#### Extracted entries
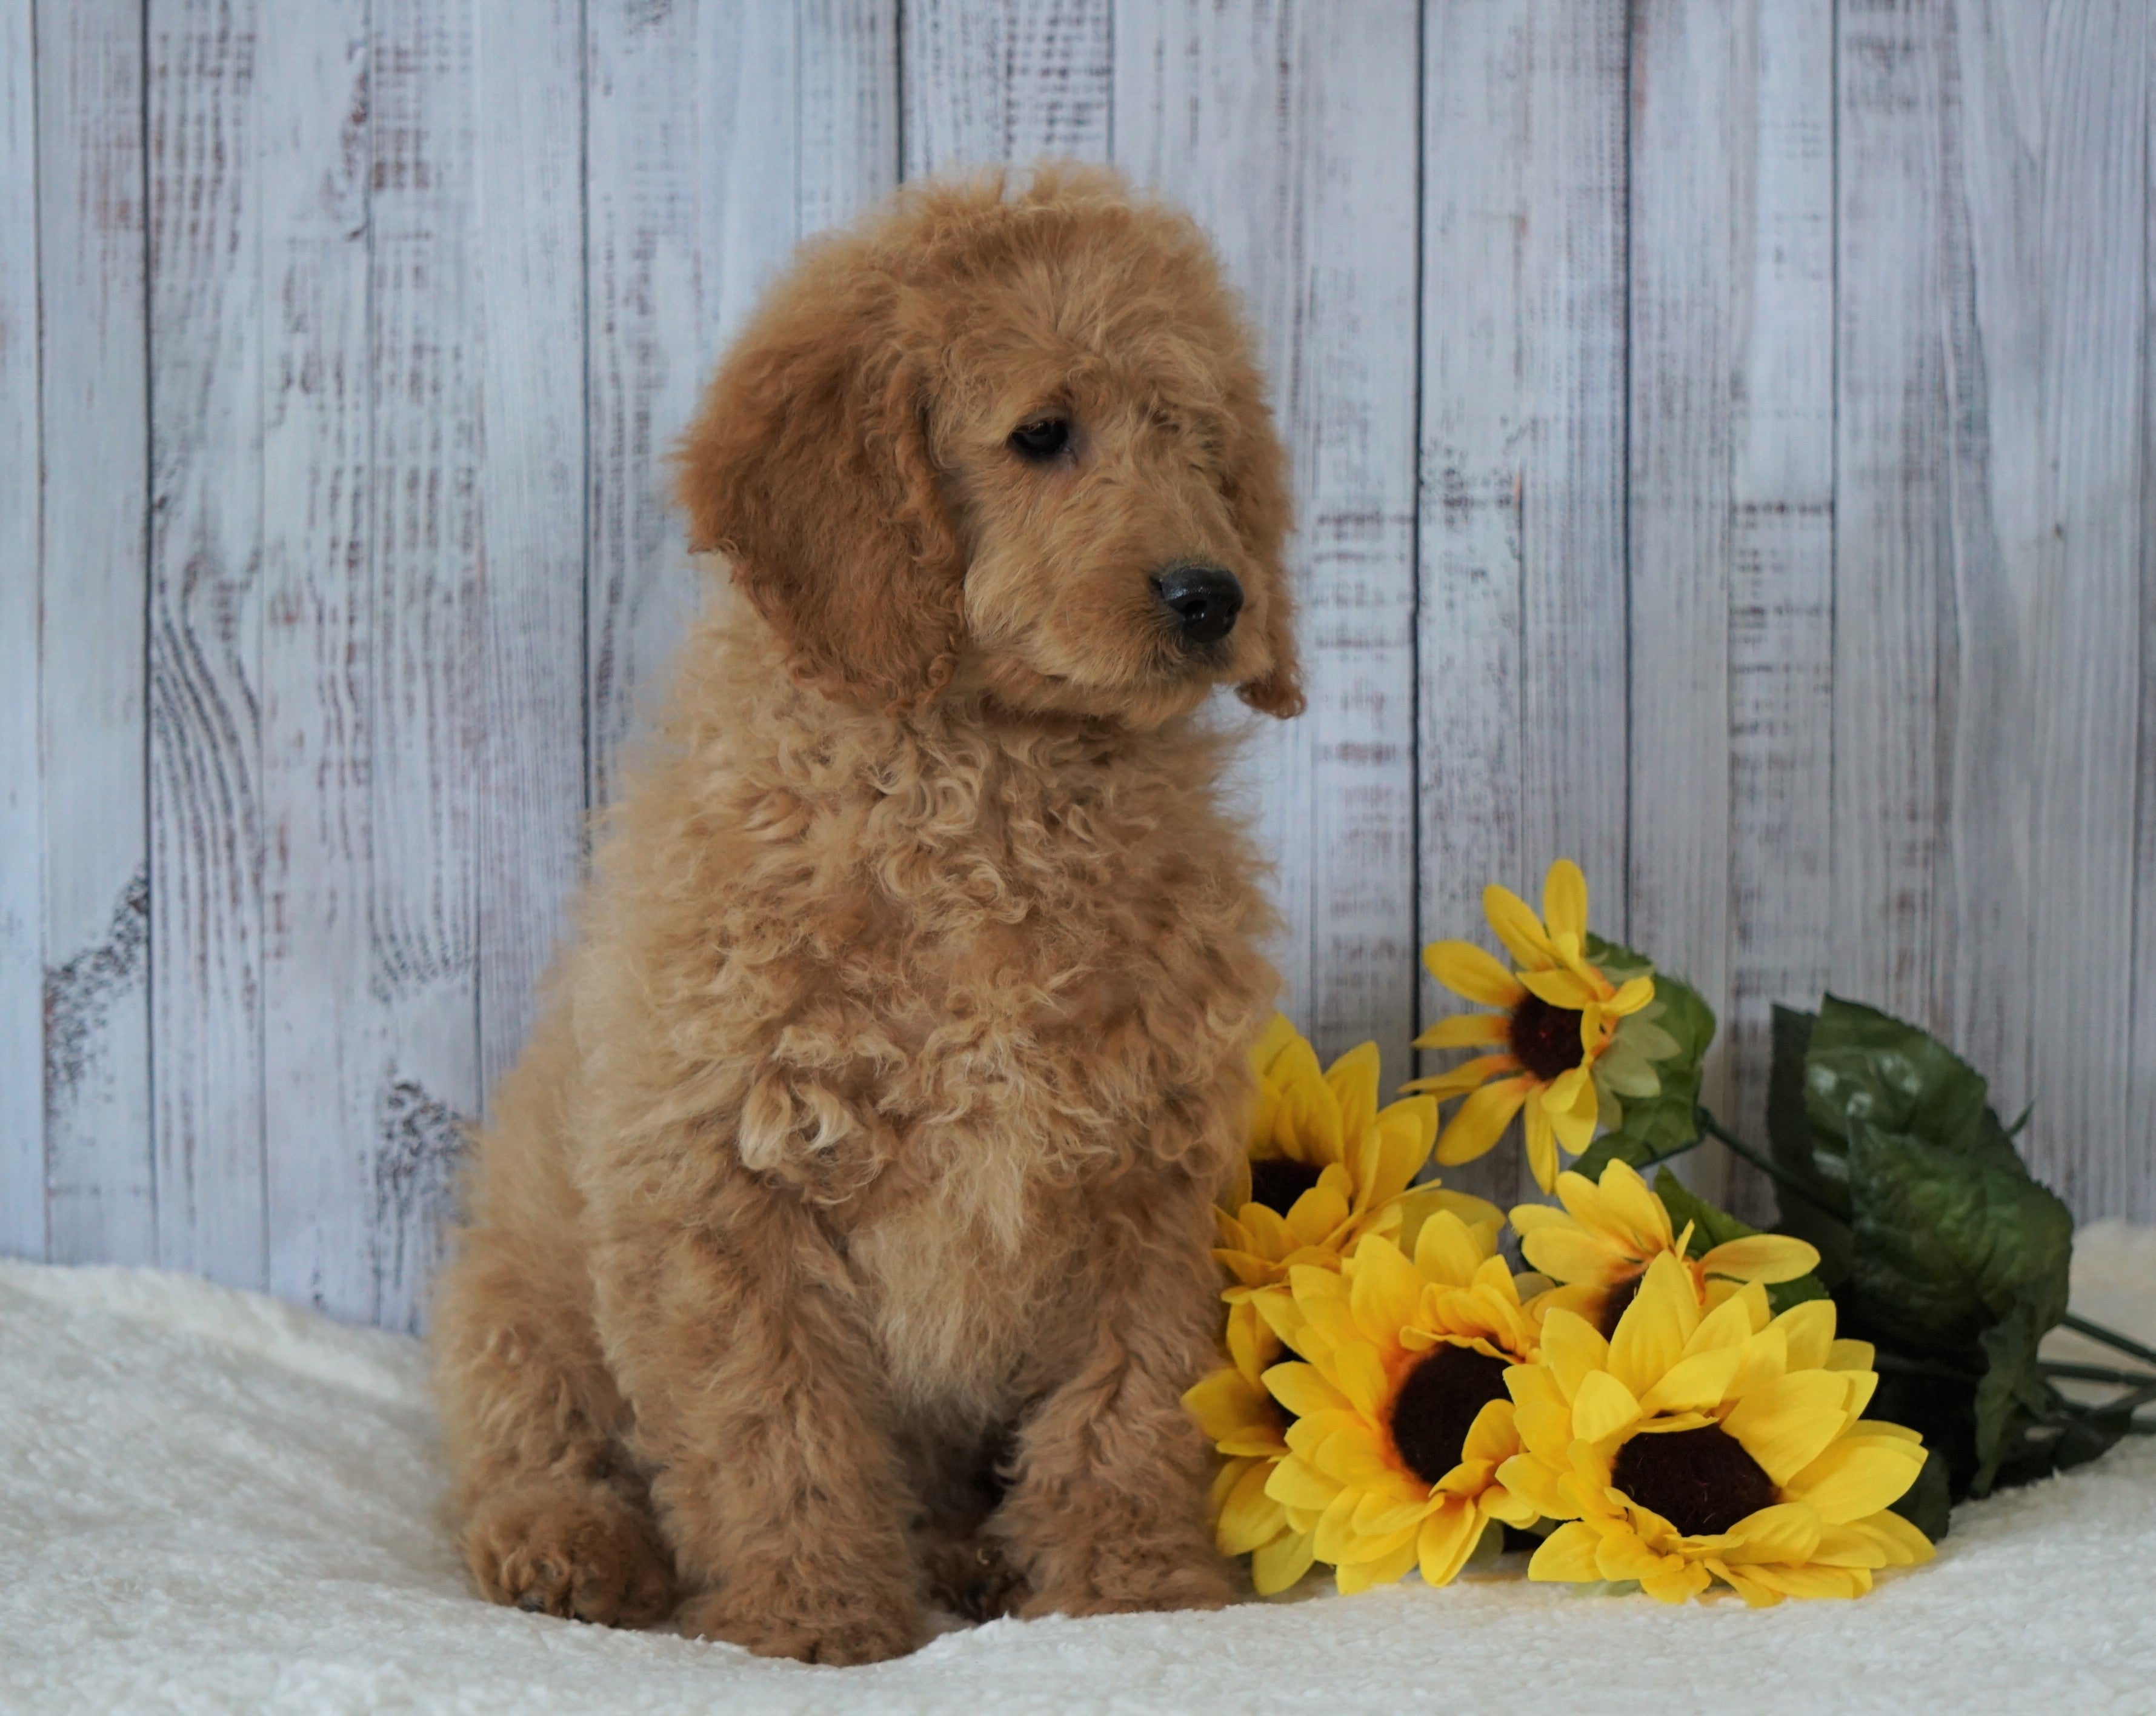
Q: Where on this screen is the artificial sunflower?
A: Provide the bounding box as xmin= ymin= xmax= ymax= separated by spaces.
xmin=1183 ymin=1310 xmax=1316 ymax=1595
xmin=1512 ymin=1158 xmax=1820 ymax=1335
xmin=1257 ymin=1214 xmax=1544 ymax=1594
xmin=1499 ymin=1251 xmax=1934 ymax=1606
xmin=1406 ymin=859 xmax=1655 ymax=1191
xmin=1216 ymin=1015 xmax=1497 ymax=1366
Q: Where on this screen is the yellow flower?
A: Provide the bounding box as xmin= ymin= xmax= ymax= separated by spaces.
xmin=1512 ymin=1159 xmax=1821 ymax=1335
xmin=1217 ymin=1015 xmax=1497 ymax=1366
xmin=1183 ymin=1312 xmax=1316 ymax=1595
xmin=1500 ymin=1251 xmax=1935 ymax=1606
xmin=1406 ymin=860 xmax=1655 ymax=1191
xmin=1257 ymin=1215 xmax=1544 ymax=1594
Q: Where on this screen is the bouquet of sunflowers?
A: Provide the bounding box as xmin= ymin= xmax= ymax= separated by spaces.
xmin=1188 ymin=861 xmax=2154 ymax=1606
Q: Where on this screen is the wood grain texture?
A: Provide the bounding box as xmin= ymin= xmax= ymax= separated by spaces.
xmin=1113 ymin=0 xmax=1420 ymax=1085
xmin=2017 ymin=0 xmax=2145 ymax=1212
xmin=1725 ymin=0 xmax=1835 ymax=1216
xmin=256 ymin=0 xmax=382 ymax=1319
xmin=901 ymin=0 xmax=1109 ymax=176
xmin=1628 ymin=0 xmax=1737 ymax=1206
xmin=1833 ymin=0 xmax=1953 ymax=1045
xmin=10 ymin=0 xmax=2156 ymax=1309
xmin=1419 ymin=0 xmax=1631 ymax=1212
xmin=362 ymin=0 xmax=485 ymax=1329
xmin=472 ymin=0 xmax=588 ymax=1111
xmin=585 ymin=0 xmax=897 ymax=813
xmin=37 ymin=0 xmax=155 ymax=1265
xmin=0 ymin=0 xmax=41 ymax=1256
xmin=147 ymin=0 xmax=265 ymax=1285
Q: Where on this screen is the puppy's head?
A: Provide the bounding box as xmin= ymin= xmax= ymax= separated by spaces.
xmin=676 ymin=165 xmax=1303 ymax=726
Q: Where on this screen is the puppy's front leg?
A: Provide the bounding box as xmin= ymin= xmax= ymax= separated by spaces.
xmin=590 ymin=1169 xmax=923 ymax=1664
xmin=997 ymin=1166 xmax=1233 ymax=1617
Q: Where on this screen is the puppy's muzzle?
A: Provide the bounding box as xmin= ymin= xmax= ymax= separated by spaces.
xmin=1151 ymin=564 xmax=1243 ymax=648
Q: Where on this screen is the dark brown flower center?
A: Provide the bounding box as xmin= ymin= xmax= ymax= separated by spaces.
xmin=1596 ymin=1272 xmax=1645 ymax=1338
xmin=1388 ymin=1344 xmax=1513 ymax=1486
xmin=1508 ymin=993 xmax=1586 ymax=1082
xmin=1611 ymin=1425 xmax=1777 ymax=1537
xmin=1248 ymin=1157 xmax=1324 ymax=1216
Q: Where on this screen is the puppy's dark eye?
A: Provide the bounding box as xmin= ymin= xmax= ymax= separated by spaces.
xmin=1009 ymin=417 xmax=1071 ymax=462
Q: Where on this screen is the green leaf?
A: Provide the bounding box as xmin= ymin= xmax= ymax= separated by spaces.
xmin=1888 ymin=1447 xmax=1953 ymax=1543
xmin=1652 ymin=1170 xmax=1829 ymax=1317
xmin=1568 ymin=939 xmax=1717 ymax=1182
xmin=1803 ymin=996 xmax=2024 ymax=1176
xmin=1970 ymin=1283 xmax=2065 ymax=1495
xmin=1844 ymin=1122 xmax=2072 ymax=1354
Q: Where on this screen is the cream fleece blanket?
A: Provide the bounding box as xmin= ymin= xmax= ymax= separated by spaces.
xmin=4 ymin=1228 xmax=2154 ymax=1716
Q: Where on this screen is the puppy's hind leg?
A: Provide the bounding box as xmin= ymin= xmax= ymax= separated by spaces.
xmin=430 ymin=1028 xmax=676 ymax=1627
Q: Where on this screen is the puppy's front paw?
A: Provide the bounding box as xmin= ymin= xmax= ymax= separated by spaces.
xmin=464 ymin=1481 xmax=676 ymax=1627
xmin=679 ymin=1578 xmax=923 ymax=1666
xmin=1022 ymin=1534 xmax=1232 ymax=1620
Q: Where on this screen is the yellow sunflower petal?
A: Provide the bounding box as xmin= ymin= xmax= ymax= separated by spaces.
xmin=1722 ymin=1371 xmax=1857 ymax=1486
xmin=1263 ymin=1362 xmax=1350 ymax=1421
xmin=1325 ymin=1043 xmax=1382 ymax=1148
xmin=1842 ymin=1509 xmax=1937 ymax=1568
xmin=1547 ymin=1076 xmax=1602 ymax=1157
xmin=1482 ymin=884 xmax=1557 ymax=969
xmin=1335 ymin=1535 xmax=1420 ymax=1594
xmin=1715 ymin=1502 xmax=1824 ymax=1566
xmin=1435 ymin=1076 xmax=1532 ymax=1166
xmin=1638 ymin=1345 xmax=1745 ymax=1416
xmin=1517 ymin=966 xmax=1599 ymax=1011
xmin=1414 ymin=1012 xmax=1510 ymax=1050
xmin=1782 ymin=1434 xmax=1927 ymax=1525
xmin=1184 ymin=1368 xmax=1268 ymax=1443
xmin=1250 ymin=1529 xmax=1316 ymax=1595
xmin=1539 ymin=1309 xmax=1612 ymax=1403
xmin=1528 ymin=1520 xmax=1606 ymax=1584
xmin=1523 ymin=1100 xmax=1560 ymax=1192
xmin=1603 ymin=975 xmax=1655 ymax=1017
xmin=1416 ymin=1502 xmax=1488 ymax=1588
xmin=1542 ymin=859 xmax=1589 ymax=942
xmin=1569 ymin=1371 xmax=1643 ymax=1443
xmin=1265 ymin=1453 xmax=1344 ymax=1512
xmin=1424 ymin=940 xmax=1528 ymax=1008
xmin=1402 ymin=1053 xmax=1519 ymax=1101
xmin=1461 ymin=1397 xmax=1522 ymax=1466
xmin=1700 ymin=1234 xmax=1822 ymax=1286
xmin=1218 ymin=1459 xmax=1291 ymax=1554
xmin=1331 ymin=1341 xmax=1391 ymax=1419
xmin=1366 ymin=1103 xmax=1438 ymax=1205
xmin=1349 ymin=1237 xmax=1423 ymax=1346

#### Task instructions
Could you reproduce the records above exactly, leaving out every picture?

#### Solution for this problem
Q: Where on this screen is the artificial sunflower?
A: Provide the bounding box as xmin= ymin= xmax= ymax= separated by spaces.
xmin=1183 ymin=1310 xmax=1316 ymax=1595
xmin=1512 ymin=1158 xmax=1820 ymax=1335
xmin=1257 ymin=1214 xmax=1544 ymax=1594
xmin=1499 ymin=1251 xmax=1934 ymax=1606
xmin=1406 ymin=859 xmax=1655 ymax=1191
xmin=1216 ymin=1015 xmax=1497 ymax=1366
Q: Where on this screen is the yellow flower?
A: Provide the bounding box as xmin= ymin= xmax= ymax= separated by spaces.
xmin=1512 ymin=1159 xmax=1821 ymax=1335
xmin=1217 ymin=1015 xmax=1497 ymax=1366
xmin=1183 ymin=1312 xmax=1316 ymax=1595
xmin=1500 ymin=1251 xmax=1935 ymax=1606
xmin=1406 ymin=860 xmax=1655 ymax=1191
xmin=1257 ymin=1215 xmax=1544 ymax=1594
Q: Where on this screen is the bouquet of sunflowers?
A: Provide the bounding box as xmin= ymin= xmax= ymax= separated by spaces.
xmin=1188 ymin=861 xmax=2154 ymax=1606
Q: Where on this screen is the wood grain texture?
A: Provide the bounding box as xmin= ymin= xmax= ymax= separated by spaces.
xmin=1113 ymin=0 xmax=1420 ymax=1085
xmin=2017 ymin=0 xmax=2145 ymax=1212
xmin=1725 ymin=0 xmax=1835 ymax=1216
xmin=256 ymin=0 xmax=382 ymax=1319
xmin=901 ymin=0 xmax=1109 ymax=176
xmin=1628 ymin=0 xmax=1737 ymax=1206
xmin=1833 ymin=0 xmax=1953 ymax=1045
xmin=10 ymin=0 xmax=2156 ymax=1309
xmin=1419 ymin=0 xmax=1631 ymax=1212
xmin=362 ymin=0 xmax=485 ymax=1329
xmin=472 ymin=0 xmax=588 ymax=1111
xmin=585 ymin=0 xmax=897 ymax=813
xmin=37 ymin=0 xmax=155 ymax=1265
xmin=0 ymin=0 xmax=41 ymax=1256
xmin=147 ymin=0 xmax=265 ymax=1285
Q: Where on this screen is the puppy's head?
A: Provide the bounding box as xmin= ymin= xmax= ymax= separated by spaces.
xmin=676 ymin=165 xmax=1303 ymax=726
Q: Where on this screen is the puppy's front leg?
A: Provide the bounding box as xmin= ymin= xmax= ymax= separated by spaces.
xmin=590 ymin=1169 xmax=923 ymax=1664
xmin=997 ymin=1166 xmax=1233 ymax=1617
Q: Where on this screen is the puppy's muzzle?
A: Provide the bounding box as xmin= ymin= xmax= ymax= separated by spaces.
xmin=1151 ymin=564 xmax=1243 ymax=648
Q: Where on this screen is the dark brown flower center?
A: Provide the bounding box as xmin= ymin= xmax= ymax= separated by spaces.
xmin=1596 ymin=1272 xmax=1645 ymax=1338
xmin=1388 ymin=1344 xmax=1513 ymax=1486
xmin=1508 ymin=993 xmax=1586 ymax=1082
xmin=1611 ymin=1425 xmax=1777 ymax=1537
xmin=1248 ymin=1157 xmax=1324 ymax=1216
Q: Where on this screen is the puppy's dark eye?
A: Provide the bounding box as xmin= ymin= xmax= ymax= separated by spaces.
xmin=1009 ymin=417 xmax=1071 ymax=462
Q: Where on this screen is the green leaf?
A: Provide the bounding box as xmin= ymin= xmax= ymax= separated by spaces.
xmin=1888 ymin=1447 xmax=1953 ymax=1543
xmin=1652 ymin=1170 xmax=1829 ymax=1317
xmin=1568 ymin=939 xmax=1717 ymax=1182
xmin=1803 ymin=996 xmax=2024 ymax=1176
xmin=1970 ymin=1283 xmax=2065 ymax=1495
xmin=1844 ymin=1122 xmax=2072 ymax=1354
Q: Where on this screen is the cream fleece blanket?
A: Provide the bounding box as xmin= ymin= xmax= ymax= separated by spaces.
xmin=4 ymin=1228 xmax=2154 ymax=1716
Q: Where on this screen is the puppy's hind leg?
A: Provide the bounding box as xmin= ymin= xmax= ymax= separated by spaces.
xmin=430 ymin=1028 xmax=676 ymax=1627
Q: Where on this screen is the puppy's front paw?
A: Provide the bounding box as xmin= ymin= xmax= ymax= separated by spaces.
xmin=464 ymin=1481 xmax=676 ymax=1627
xmin=679 ymin=1578 xmax=923 ymax=1666
xmin=1022 ymin=1534 xmax=1232 ymax=1620
Q: Where on this screen is the yellow sunflower petal?
A: Provide the bounding box as xmin= ymin= xmax= ymax= separated by spaces.
xmin=1722 ymin=1371 xmax=1857 ymax=1486
xmin=1263 ymin=1362 xmax=1350 ymax=1421
xmin=1325 ymin=1043 xmax=1382 ymax=1148
xmin=1842 ymin=1509 xmax=1937 ymax=1568
xmin=1547 ymin=1076 xmax=1602 ymax=1157
xmin=1482 ymin=884 xmax=1557 ymax=969
xmin=1335 ymin=1535 xmax=1420 ymax=1594
xmin=1715 ymin=1502 xmax=1824 ymax=1566
xmin=1435 ymin=1076 xmax=1532 ymax=1166
xmin=1638 ymin=1345 xmax=1745 ymax=1416
xmin=1517 ymin=966 xmax=1599 ymax=1011
xmin=1414 ymin=1012 xmax=1510 ymax=1050
xmin=1782 ymin=1434 xmax=1927 ymax=1525
xmin=1184 ymin=1368 xmax=1268 ymax=1443
xmin=1250 ymin=1529 xmax=1316 ymax=1595
xmin=1539 ymin=1309 xmax=1612 ymax=1403
xmin=1528 ymin=1520 xmax=1606 ymax=1584
xmin=1523 ymin=1100 xmax=1560 ymax=1192
xmin=1603 ymin=975 xmax=1655 ymax=1017
xmin=1416 ymin=1502 xmax=1488 ymax=1588
xmin=1542 ymin=859 xmax=1589 ymax=942
xmin=1569 ymin=1371 xmax=1643 ymax=1443
xmin=1265 ymin=1453 xmax=1344 ymax=1512
xmin=1424 ymin=940 xmax=1528 ymax=1008
xmin=1402 ymin=1053 xmax=1519 ymax=1101
xmin=1461 ymin=1397 xmax=1522 ymax=1466
xmin=1700 ymin=1234 xmax=1822 ymax=1286
xmin=1218 ymin=1459 xmax=1291 ymax=1554
xmin=1331 ymin=1341 xmax=1391 ymax=1419
xmin=1366 ymin=1103 xmax=1438 ymax=1205
xmin=1349 ymin=1237 xmax=1423 ymax=1346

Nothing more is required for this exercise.